DATA IN THIS EXERCISE:

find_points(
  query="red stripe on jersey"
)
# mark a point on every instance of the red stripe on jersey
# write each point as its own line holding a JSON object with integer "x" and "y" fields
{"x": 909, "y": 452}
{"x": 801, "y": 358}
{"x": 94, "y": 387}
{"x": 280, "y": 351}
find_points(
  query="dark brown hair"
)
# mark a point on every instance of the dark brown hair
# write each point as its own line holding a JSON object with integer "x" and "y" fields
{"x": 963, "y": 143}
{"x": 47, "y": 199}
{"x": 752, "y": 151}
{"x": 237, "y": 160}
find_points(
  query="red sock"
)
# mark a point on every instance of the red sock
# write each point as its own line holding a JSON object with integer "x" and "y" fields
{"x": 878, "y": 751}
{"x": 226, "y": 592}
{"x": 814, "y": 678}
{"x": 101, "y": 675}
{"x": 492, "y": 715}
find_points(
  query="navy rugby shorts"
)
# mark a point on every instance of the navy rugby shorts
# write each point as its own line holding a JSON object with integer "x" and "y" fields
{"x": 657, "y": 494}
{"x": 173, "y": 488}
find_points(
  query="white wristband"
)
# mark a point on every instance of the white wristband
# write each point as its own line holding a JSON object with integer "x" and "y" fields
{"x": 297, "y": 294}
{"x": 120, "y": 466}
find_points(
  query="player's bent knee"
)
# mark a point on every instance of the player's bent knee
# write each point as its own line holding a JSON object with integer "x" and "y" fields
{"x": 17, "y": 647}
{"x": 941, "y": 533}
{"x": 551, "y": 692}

STATED PROBLEM:
Can you copy all of the entries above, reproducing every line character for character?

SOLUTION:
find_points(
  query="red stripe on jersey"
)
# mark a point on every instance of the red stripe on jersey
# write each point as its own line holding a JSON object with integer "x" and "y" fields
{"x": 909, "y": 452}
{"x": 801, "y": 358}
{"x": 94, "y": 387}
{"x": 280, "y": 351}
find_points(
  query="dark brown hair"
)
# mark a point on every instance of the dark brown hair
# write each point as its own line holding a JSON object with integer "x" and "y" fields
{"x": 963, "y": 143}
{"x": 47, "y": 199}
{"x": 752, "y": 151}
{"x": 237, "y": 160}
find_points(
  query="red sock"
)
# mark a point on every instance of the red sock
# write each point as its own line holding a JSON object with integer "x" and "y" fields
{"x": 878, "y": 751}
{"x": 226, "y": 592}
{"x": 814, "y": 678}
{"x": 101, "y": 675}
{"x": 492, "y": 715}
find_points(
  query="navy rugby shorts"
)
# mark a point on every instance of the navy rugby shorts
# write each point as its own line holding a JSON object with integer "x" and "y" fields
{"x": 657, "y": 494}
{"x": 173, "y": 488}
find_points(
  query="white wristband"
)
# mark a point on every instance of the white wristband
# write each point as its own line holding a JSON object with integer "x" and "y" fields
{"x": 297, "y": 294}
{"x": 120, "y": 466}
find_points(
  query="player's bent knee"
)
# mark a point on every instance of the player's bent knee
# write each point as its own line holding a JSON object with integer "x" and "y" fields
{"x": 17, "y": 647}
{"x": 941, "y": 533}
{"x": 551, "y": 692}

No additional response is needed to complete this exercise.